Dataset records:
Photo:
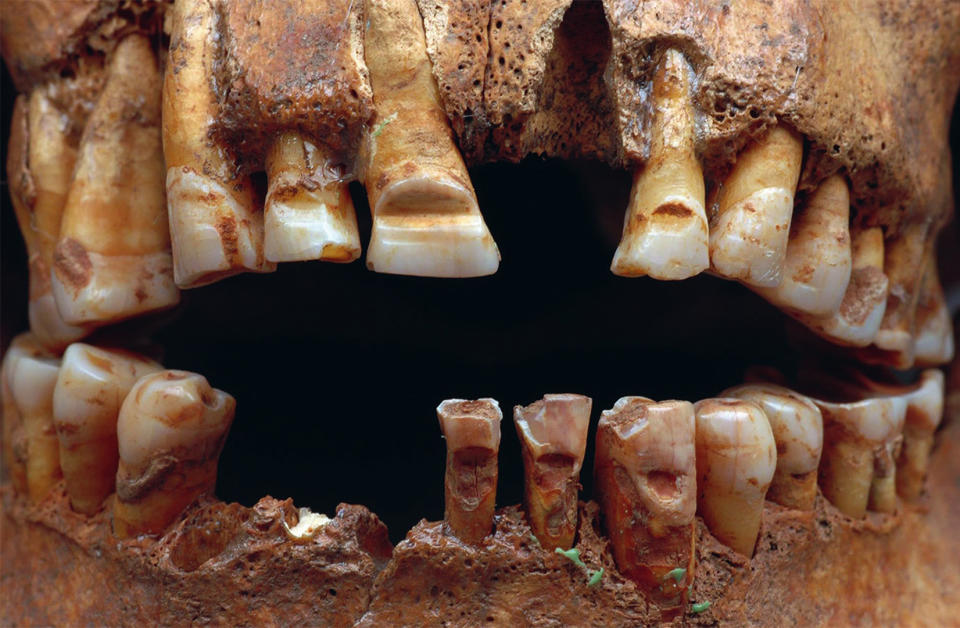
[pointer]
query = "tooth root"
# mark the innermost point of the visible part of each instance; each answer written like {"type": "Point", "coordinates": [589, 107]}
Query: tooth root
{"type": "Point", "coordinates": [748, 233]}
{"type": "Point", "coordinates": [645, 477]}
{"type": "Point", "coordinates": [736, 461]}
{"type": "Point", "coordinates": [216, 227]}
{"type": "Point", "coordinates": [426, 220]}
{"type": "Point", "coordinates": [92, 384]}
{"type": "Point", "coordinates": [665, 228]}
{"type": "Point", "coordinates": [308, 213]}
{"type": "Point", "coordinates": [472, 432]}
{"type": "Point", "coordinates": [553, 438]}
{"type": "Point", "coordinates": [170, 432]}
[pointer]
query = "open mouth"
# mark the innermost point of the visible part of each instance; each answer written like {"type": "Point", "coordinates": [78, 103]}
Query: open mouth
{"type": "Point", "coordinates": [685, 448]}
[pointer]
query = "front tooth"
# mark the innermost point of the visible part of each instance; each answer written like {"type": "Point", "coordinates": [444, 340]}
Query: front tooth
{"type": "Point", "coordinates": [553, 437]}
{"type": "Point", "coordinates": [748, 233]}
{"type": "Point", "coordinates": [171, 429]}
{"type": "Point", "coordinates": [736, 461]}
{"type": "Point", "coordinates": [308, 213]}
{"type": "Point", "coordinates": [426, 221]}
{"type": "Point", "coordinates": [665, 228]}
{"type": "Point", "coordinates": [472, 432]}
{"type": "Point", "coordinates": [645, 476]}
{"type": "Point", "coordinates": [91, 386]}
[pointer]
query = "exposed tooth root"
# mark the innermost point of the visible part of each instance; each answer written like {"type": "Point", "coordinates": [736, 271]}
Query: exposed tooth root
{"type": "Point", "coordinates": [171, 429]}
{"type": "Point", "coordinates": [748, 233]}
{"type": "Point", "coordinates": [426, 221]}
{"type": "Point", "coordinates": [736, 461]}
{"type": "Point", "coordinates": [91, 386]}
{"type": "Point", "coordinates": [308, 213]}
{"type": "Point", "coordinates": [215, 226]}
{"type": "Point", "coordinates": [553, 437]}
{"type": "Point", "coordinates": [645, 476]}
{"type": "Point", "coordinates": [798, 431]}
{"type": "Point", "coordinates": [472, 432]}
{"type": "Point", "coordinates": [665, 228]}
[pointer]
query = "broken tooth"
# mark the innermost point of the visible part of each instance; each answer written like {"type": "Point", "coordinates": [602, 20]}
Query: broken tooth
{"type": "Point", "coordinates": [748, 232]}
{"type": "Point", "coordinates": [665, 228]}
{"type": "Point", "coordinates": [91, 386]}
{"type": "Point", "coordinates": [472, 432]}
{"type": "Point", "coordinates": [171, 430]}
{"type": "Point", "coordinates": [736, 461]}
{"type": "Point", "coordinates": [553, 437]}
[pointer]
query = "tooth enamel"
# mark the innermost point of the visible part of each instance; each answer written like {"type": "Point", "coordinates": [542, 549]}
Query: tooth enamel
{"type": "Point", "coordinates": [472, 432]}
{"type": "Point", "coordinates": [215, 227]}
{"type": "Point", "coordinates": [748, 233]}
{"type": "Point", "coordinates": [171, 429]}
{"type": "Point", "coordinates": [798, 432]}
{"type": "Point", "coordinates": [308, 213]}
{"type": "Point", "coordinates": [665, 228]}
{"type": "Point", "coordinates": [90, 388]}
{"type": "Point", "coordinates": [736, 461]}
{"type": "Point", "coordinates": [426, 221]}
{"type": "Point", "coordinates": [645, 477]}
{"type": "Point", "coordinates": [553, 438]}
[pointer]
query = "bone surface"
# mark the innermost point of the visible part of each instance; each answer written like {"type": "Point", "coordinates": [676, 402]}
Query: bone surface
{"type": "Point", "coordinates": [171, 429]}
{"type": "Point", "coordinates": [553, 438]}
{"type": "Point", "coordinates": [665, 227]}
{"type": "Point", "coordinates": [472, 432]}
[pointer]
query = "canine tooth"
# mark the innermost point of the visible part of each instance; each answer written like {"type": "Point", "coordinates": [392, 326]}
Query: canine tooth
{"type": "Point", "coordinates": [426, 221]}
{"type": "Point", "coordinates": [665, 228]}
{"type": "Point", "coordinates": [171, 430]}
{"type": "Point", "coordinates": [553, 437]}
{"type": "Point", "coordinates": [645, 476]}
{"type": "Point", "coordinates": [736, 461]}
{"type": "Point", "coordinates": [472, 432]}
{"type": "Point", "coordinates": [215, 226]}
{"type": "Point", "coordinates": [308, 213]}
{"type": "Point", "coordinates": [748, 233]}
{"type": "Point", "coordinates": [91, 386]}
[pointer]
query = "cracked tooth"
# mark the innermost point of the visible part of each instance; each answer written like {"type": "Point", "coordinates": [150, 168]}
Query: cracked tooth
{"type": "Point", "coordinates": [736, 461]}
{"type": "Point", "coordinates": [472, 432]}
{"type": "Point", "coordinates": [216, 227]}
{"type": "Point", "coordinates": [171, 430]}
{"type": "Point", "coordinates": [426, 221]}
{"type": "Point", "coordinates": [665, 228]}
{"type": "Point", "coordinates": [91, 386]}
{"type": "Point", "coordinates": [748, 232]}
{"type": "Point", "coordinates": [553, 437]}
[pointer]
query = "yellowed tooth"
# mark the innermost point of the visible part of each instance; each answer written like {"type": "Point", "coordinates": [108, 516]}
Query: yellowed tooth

Task directions: Copy the records above exactly, leaving out every picture.

Result below:
Photo:
[pointer]
query = "tooth root"
# mark the innermost point of the visible part of each instance; each answer written like {"type": "Point", "coordinates": [589, 107]}
Query: tooth root
{"type": "Point", "coordinates": [748, 233]}
{"type": "Point", "coordinates": [645, 477]}
{"type": "Point", "coordinates": [736, 461]}
{"type": "Point", "coordinates": [216, 227]}
{"type": "Point", "coordinates": [426, 220]}
{"type": "Point", "coordinates": [92, 384]}
{"type": "Point", "coordinates": [665, 228]}
{"type": "Point", "coordinates": [308, 213]}
{"type": "Point", "coordinates": [472, 432]}
{"type": "Point", "coordinates": [553, 438]}
{"type": "Point", "coordinates": [170, 432]}
[pointer]
query = "open mouth"
# mark the innermost point of the visible part of each instance; each answer written like {"type": "Point", "coordinates": [78, 103]}
Query: open mouth
{"type": "Point", "coordinates": [685, 448]}
[pointer]
query = "front tooth"
# mark the innermost point of the visible part of each instance; each answer written like {"type": "Point", "coordinates": [444, 340]}
Query: front tooth
{"type": "Point", "coordinates": [553, 437]}
{"type": "Point", "coordinates": [748, 233]}
{"type": "Point", "coordinates": [171, 429]}
{"type": "Point", "coordinates": [736, 461]}
{"type": "Point", "coordinates": [308, 213]}
{"type": "Point", "coordinates": [426, 221]}
{"type": "Point", "coordinates": [665, 228]}
{"type": "Point", "coordinates": [472, 432]}
{"type": "Point", "coordinates": [645, 476]}
{"type": "Point", "coordinates": [91, 386]}
[pointer]
query = "exposed tooth root"
# mark the innermost point of the visible part of each instance; each answer written like {"type": "Point", "coordinates": [736, 271]}
Query: exposed tooth root
{"type": "Point", "coordinates": [171, 429]}
{"type": "Point", "coordinates": [748, 233]}
{"type": "Point", "coordinates": [426, 221]}
{"type": "Point", "coordinates": [736, 461]}
{"type": "Point", "coordinates": [91, 386]}
{"type": "Point", "coordinates": [308, 213]}
{"type": "Point", "coordinates": [215, 226]}
{"type": "Point", "coordinates": [553, 437]}
{"type": "Point", "coordinates": [645, 476]}
{"type": "Point", "coordinates": [798, 431]}
{"type": "Point", "coordinates": [472, 432]}
{"type": "Point", "coordinates": [665, 228]}
[pointer]
query = "broken tooth"
# mark the innermost point of the visible part of each instance; each answer written like {"type": "Point", "coordinates": [602, 20]}
Query: broken tooth
{"type": "Point", "coordinates": [748, 232]}
{"type": "Point", "coordinates": [665, 228]}
{"type": "Point", "coordinates": [91, 386]}
{"type": "Point", "coordinates": [472, 432]}
{"type": "Point", "coordinates": [171, 430]}
{"type": "Point", "coordinates": [736, 461]}
{"type": "Point", "coordinates": [553, 437]}
[pointer]
query = "tooth enamel"
# mark the innermost point of the visible part of each instance; each answer written like {"type": "Point", "coordinates": [542, 549]}
Query: tooth enamel
{"type": "Point", "coordinates": [472, 432]}
{"type": "Point", "coordinates": [215, 227]}
{"type": "Point", "coordinates": [748, 233]}
{"type": "Point", "coordinates": [171, 429]}
{"type": "Point", "coordinates": [798, 432]}
{"type": "Point", "coordinates": [308, 213]}
{"type": "Point", "coordinates": [665, 228]}
{"type": "Point", "coordinates": [90, 388]}
{"type": "Point", "coordinates": [736, 461]}
{"type": "Point", "coordinates": [426, 221]}
{"type": "Point", "coordinates": [645, 477]}
{"type": "Point", "coordinates": [553, 438]}
[pointer]
query = "bone surface"
# mark the innermost point of the visible part of each instance; each answer written like {"type": "Point", "coordinates": [676, 402]}
Query: bone surface
{"type": "Point", "coordinates": [171, 429]}
{"type": "Point", "coordinates": [553, 438]}
{"type": "Point", "coordinates": [665, 227]}
{"type": "Point", "coordinates": [472, 432]}
[pointer]
query = "canine tooth"
# mark the innermost point of the visible part of each instance; each answer written like {"type": "Point", "coordinates": [392, 326]}
Query: canine tooth
{"type": "Point", "coordinates": [426, 221]}
{"type": "Point", "coordinates": [665, 228]}
{"type": "Point", "coordinates": [171, 430]}
{"type": "Point", "coordinates": [553, 437]}
{"type": "Point", "coordinates": [645, 476]}
{"type": "Point", "coordinates": [736, 461]}
{"type": "Point", "coordinates": [472, 432]}
{"type": "Point", "coordinates": [215, 226]}
{"type": "Point", "coordinates": [308, 213]}
{"type": "Point", "coordinates": [748, 233]}
{"type": "Point", "coordinates": [91, 386]}
[pointer]
query = "cracked tooth"
# mark the innermost point of the visible part of each instance; each answer written like {"type": "Point", "coordinates": [150, 168]}
Query: cracked tooth
{"type": "Point", "coordinates": [736, 461]}
{"type": "Point", "coordinates": [472, 432]}
{"type": "Point", "coordinates": [216, 227]}
{"type": "Point", "coordinates": [171, 430]}
{"type": "Point", "coordinates": [426, 221]}
{"type": "Point", "coordinates": [665, 228]}
{"type": "Point", "coordinates": [91, 386]}
{"type": "Point", "coordinates": [748, 232]}
{"type": "Point", "coordinates": [553, 437]}
[pointer]
query = "yellowed tooth"
# mark the innermost point of the visible part of each instance; each answer written like {"type": "Point", "coordinates": [108, 516]}
Query: yellowed tooth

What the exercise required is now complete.